──────── FRAGMENTO SELECCIONADO

# Conversión de script .py a notebook .ipynb
Este notebook contiene el código del cargador de documentos PDF.

In [None]:
from dataclasses import dataclass
from typing import List, Dict, Any
from pathlib import Path
from PyPDF2 import PdfReader

In [None]:
@dataclass
class Doc:
    path: str
    pages: List[str]
    meta: Dict[str, Any]

In [None]:
class DocLoader:
    def __init__(self):
        pass

    def load(self, input_path: str) -> List[Doc]:
        p = Path(input_path)
        docs = []
        if p.is_dir():
            files = sorted([x for x in p.iterdir() if x.suffix.lower() in {'.pdf'}])
        else:
            files = [p]
        for file in files:
            try:
                reader = PdfReader(str(file))
                pages = []
                for page in reader.pages:
                    try:
                        txt = page.extract_text() or ""
                    except Exception:
                        txt = ""
                    pages.append(txt)
                meta = {"n_pages": len(pages), "name": file.name}
                docs.append(Doc(path=str(file), pages=pages, meta=meta))
            except Exception as e:
                docs.append(Doc(path=str(file), pages=[""], meta={"error": str(e), "name": file.name}))
        return docs

## Ejemplo de uso
Descomenta y ajusta la ruta para probar con un PDF.

In [None]:
# loader = DocLoader()
# documentos = loader.load("/ruta/a/tu/pdf")
# documentos[0].meta

────────────────

TAREAS →
**a.** Transcribe sin cambios la parte del fragmento seleccionado que empieza en "pages.append(txt)" y termina en "loader = DocLoader()".
**b.** Reproduce tal cual las líneas de las entradas, empezando en la que contiene "Point out the side" y terminando en la que contiene "[(734, 556), (138, 562), (851, 578), (42, 588), (903, 498)]", ambas incluidas.

──────── DATOS PROPORCIONADOS

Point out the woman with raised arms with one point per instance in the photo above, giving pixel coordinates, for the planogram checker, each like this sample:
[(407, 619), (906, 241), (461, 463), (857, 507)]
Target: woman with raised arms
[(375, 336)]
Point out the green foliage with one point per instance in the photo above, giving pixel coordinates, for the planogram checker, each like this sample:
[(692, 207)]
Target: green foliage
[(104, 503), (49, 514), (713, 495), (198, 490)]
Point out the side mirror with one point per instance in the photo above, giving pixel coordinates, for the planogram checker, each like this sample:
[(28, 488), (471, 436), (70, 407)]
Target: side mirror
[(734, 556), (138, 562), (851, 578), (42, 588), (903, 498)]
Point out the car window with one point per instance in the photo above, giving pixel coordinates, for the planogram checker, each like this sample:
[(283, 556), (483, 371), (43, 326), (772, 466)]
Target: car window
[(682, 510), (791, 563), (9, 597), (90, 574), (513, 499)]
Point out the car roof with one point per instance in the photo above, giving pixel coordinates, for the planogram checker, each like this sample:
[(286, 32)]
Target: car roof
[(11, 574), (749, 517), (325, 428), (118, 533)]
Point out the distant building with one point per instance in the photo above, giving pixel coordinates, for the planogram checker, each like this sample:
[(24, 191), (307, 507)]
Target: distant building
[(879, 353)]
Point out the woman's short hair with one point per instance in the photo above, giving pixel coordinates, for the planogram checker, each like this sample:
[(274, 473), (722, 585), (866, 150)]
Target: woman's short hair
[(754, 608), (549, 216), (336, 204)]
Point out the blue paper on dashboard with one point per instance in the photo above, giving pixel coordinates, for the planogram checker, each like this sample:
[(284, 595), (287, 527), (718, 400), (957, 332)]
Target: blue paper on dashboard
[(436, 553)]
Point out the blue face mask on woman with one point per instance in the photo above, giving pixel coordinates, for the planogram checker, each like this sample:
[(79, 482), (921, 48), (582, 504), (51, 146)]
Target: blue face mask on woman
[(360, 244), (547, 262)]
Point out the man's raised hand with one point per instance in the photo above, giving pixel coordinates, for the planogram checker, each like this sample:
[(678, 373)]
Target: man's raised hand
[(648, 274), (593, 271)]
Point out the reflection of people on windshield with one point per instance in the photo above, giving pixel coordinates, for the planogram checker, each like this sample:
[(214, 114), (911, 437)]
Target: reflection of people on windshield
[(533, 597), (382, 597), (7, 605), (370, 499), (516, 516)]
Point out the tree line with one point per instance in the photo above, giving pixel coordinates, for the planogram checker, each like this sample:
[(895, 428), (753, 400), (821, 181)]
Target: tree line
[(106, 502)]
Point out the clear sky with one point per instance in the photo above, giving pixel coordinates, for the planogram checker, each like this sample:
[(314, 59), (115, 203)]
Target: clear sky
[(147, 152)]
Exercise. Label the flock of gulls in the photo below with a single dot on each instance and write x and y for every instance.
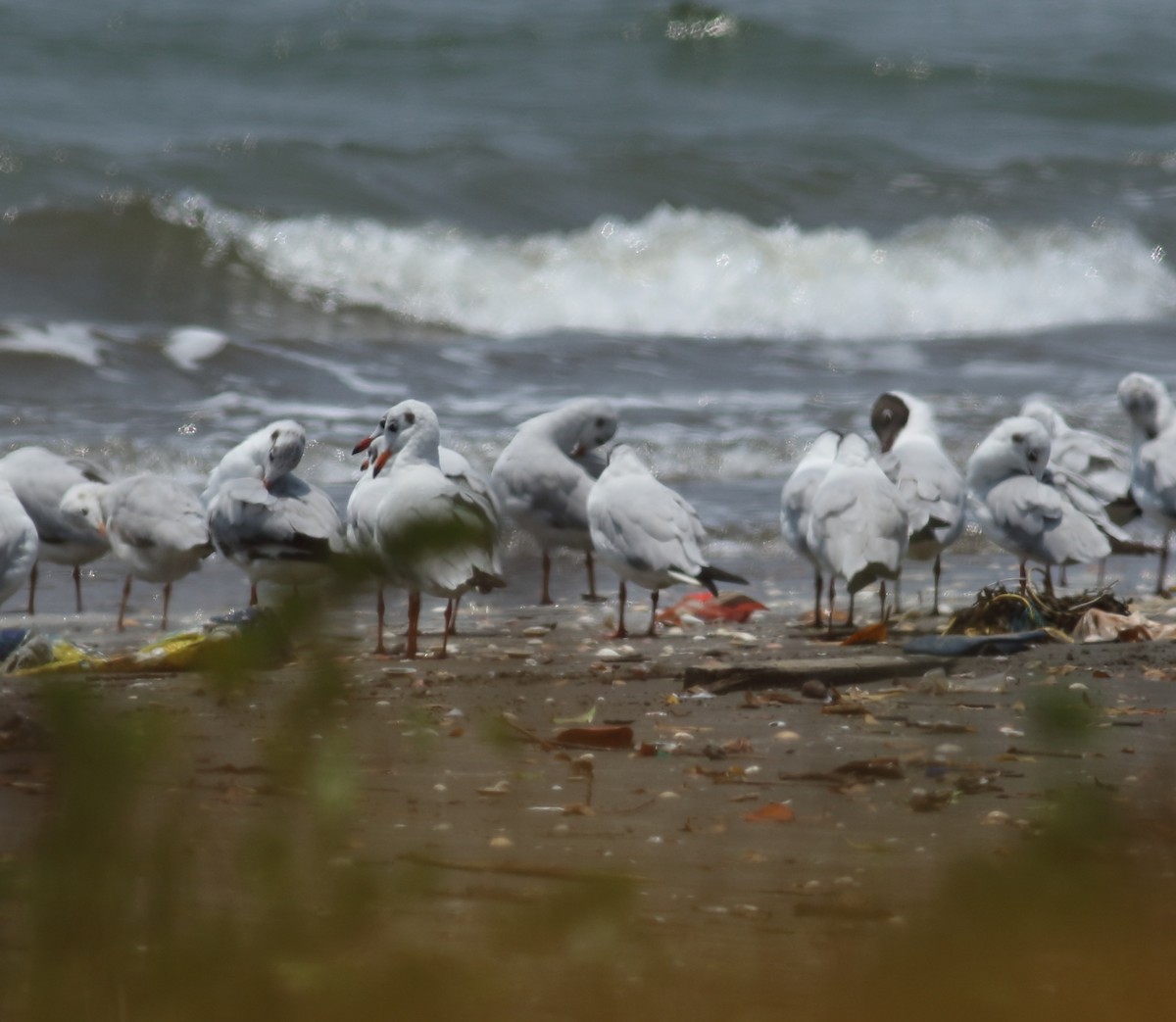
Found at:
(422, 518)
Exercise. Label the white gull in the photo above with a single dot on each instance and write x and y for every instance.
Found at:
(432, 535)
(858, 524)
(544, 475)
(40, 479)
(156, 524)
(647, 533)
(1022, 509)
(932, 486)
(797, 505)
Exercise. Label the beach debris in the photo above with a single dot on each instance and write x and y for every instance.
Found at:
(869, 635)
(586, 717)
(923, 801)
(771, 812)
(704, 606)
(498, 788)
(22, 732)
(1105, 626)
(597, 736)
(833, 669)
(999, 610)
(985, 645)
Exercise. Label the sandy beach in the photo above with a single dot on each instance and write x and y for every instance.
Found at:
(757, 792)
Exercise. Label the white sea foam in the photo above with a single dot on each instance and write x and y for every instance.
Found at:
(189, 346)
(74, 341)
(710, 274)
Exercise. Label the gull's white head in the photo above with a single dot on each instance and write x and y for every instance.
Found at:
(1047, 415)
(1016, 446)
(1147, 404)
(409, 423)
(82, 504)
(286, 441)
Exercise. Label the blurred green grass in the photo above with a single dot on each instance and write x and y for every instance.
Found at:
(129, 908)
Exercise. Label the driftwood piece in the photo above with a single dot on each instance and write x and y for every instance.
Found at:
(833, 670)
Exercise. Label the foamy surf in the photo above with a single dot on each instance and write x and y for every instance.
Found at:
(709, 274)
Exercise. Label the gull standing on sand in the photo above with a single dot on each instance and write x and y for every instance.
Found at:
(365, 501)
(933, 487)
(858, 524)
(797, 505)
(647, 533)
(156, 524)
(1020, 506)
(432, 536)
(18, 542)
(1102, 462)
(270, 522)
(40, 479)
(545, 473)
(1148, 405)
(1097, 474)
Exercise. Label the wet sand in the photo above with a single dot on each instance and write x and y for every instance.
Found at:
(762, 815)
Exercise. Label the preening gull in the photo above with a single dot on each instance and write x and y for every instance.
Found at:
(432, 535)
(858, 526)
(933, 487)
(647, 533)
(156, 524)
(544, 475)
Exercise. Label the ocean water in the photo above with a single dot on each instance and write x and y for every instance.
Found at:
(740, 221)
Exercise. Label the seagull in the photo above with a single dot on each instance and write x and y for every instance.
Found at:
(915, 462)
(1101, 462)
(365, 501)
(797, 505)
(1022, 509)
(544, 475)
(647, 533)
(1150, 407)
(1097, 473)
(18, 542)
(40, 479)
(270, 522)
(430, 534)
(858, 528)
(157, 527)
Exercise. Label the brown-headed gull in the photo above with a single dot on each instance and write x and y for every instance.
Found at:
(18, 542)
(858, 526)
(430, 534)
(270, 522)
(797, 505)
(156, 524)
(647, 533)
(544, 475)
(932, 486)
(1150, 407)
(1022, 509)
(1097, 473)
(40, 479)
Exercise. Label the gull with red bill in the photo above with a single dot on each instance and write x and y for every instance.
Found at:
(423, 532)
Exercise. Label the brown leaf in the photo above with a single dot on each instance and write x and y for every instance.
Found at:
(869, 635)
(604, 736)
(770, 812)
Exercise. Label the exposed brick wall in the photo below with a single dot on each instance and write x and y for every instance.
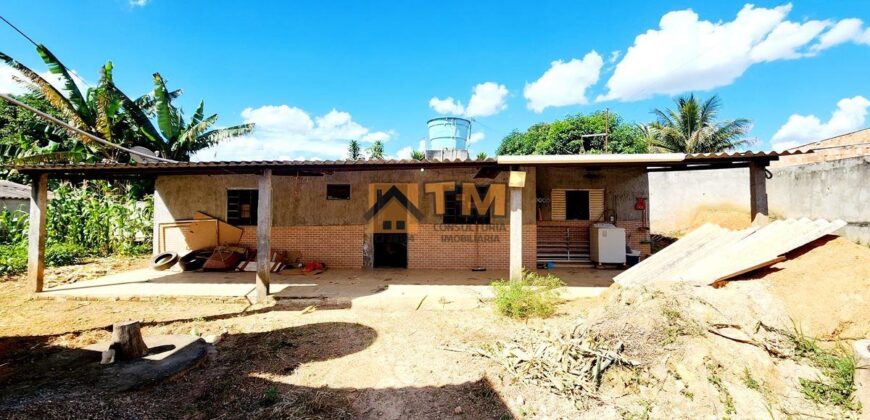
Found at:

────────────────

RESPUESTAS →
**a.**
pages.append(txt)
                meta = {"n_pages": len(pages), "name": file.name}
                docs.append(Doc(path=str(file), pages=pages, meta=meta))
            except Exception as e:
                docs.append(Doc(path=str(file), pages=[""], meta={"error": str(e), "name": file.name}))
        return docs

## Ejemplo de uso
Descomenta y ajusta la ruta para probar con un PDF.

In [None]:
# loader = DocLoader()

**b.**
Point out the side mirror with one point per instance in the photo above, giving pixel coordinates, for the planogram checker, each like this sample:
[(28, 488), (471, 436), (70, 407)]
Target: side mirror
[(734, 556), (138, 562), (851, 578), (42, 588), (903, 498)]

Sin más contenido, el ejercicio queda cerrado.